Problem: Every line below is to be quoted exactly, with nothing added or dropped.

::::

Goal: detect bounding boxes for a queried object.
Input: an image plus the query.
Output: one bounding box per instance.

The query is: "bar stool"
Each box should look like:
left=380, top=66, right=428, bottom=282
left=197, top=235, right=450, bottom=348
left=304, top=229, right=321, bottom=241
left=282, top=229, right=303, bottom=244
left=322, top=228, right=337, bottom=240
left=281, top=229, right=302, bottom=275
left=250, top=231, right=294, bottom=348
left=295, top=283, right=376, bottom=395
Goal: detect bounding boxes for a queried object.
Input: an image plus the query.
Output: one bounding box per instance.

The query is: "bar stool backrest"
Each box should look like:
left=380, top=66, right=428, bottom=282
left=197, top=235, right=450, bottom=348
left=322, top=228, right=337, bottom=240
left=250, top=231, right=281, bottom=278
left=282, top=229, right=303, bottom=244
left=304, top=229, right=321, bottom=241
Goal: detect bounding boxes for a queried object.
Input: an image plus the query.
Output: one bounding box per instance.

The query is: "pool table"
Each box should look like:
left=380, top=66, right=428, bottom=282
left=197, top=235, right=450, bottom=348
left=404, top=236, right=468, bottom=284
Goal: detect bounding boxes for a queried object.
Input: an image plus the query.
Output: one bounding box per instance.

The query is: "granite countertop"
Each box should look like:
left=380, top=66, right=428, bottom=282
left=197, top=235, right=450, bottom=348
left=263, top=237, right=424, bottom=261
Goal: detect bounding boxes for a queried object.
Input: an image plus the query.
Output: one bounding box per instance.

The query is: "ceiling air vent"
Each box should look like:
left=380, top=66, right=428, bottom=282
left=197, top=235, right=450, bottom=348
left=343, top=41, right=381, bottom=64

::::

Your response:
Goal: detect bounding boxes for a queried object.
Input: an image plus the query.
Output: one bounding box per instance.

The query is: "bar stool"
Each box should look like:
left=380, top=66, right=428, bottom=282
left=197, top=235, right=450, bottom=348
left=304, top=229, right=321, bottom=241
left=282, top=229, right=303, bottom=244
left=322, top=228, right=337, bottom=240
left=281, top=229, right=302, bottom=275
left=250, top=231, right=294, bottom=348
left=295, top=283, right=376, bottom=395
Goal: detect bounding boxes for a queried object.
Input: an image plus the query.
Output: one bounding box per instance.

The query is: "bar stool backrest"
Each box should look like:
left=380, top=66, right=428, bottom=282
left=197, top=235, right=450, bottom=348
left=322, top=228, right=337, bottom=240
left=250, top=231, right=281, bottom=278
left=282, top=229, right=303, bottom=244
left=304, top=229, right=321, bottom=241
Goal: detect bounding boxes for a queried object.
Input: an image plus the query.
Output: one bounding box per instance.

The query is: "pool table"
Each box should look like:
left=380, top=66, right=428, bottom=282
left=197, top=235, right=450, bottom=348
left=404, top=236, right=468, bottom=284
Goal: detect bounding boxes for a queried object.
Input: an image plus the query.
Output: one bounding box per instance.

The query is: "granite countertop"
Each box should look like:
left=380, top=66, right=428, bottom=282
left=197, top=235, right=450, bottom=348
left=263, top=237, right=424, bottom=261
Goal: detect bounding boxes for a queried object.
Input: an image plus the query.
Output: one bounding box per instance.

The query is: "ceiling air vent"
Each box should look like:
left=380, top=66, right=428, bottom=282
left=197, top=235, right=450, bottom=348
left=343, top=41, right=381, bottom=64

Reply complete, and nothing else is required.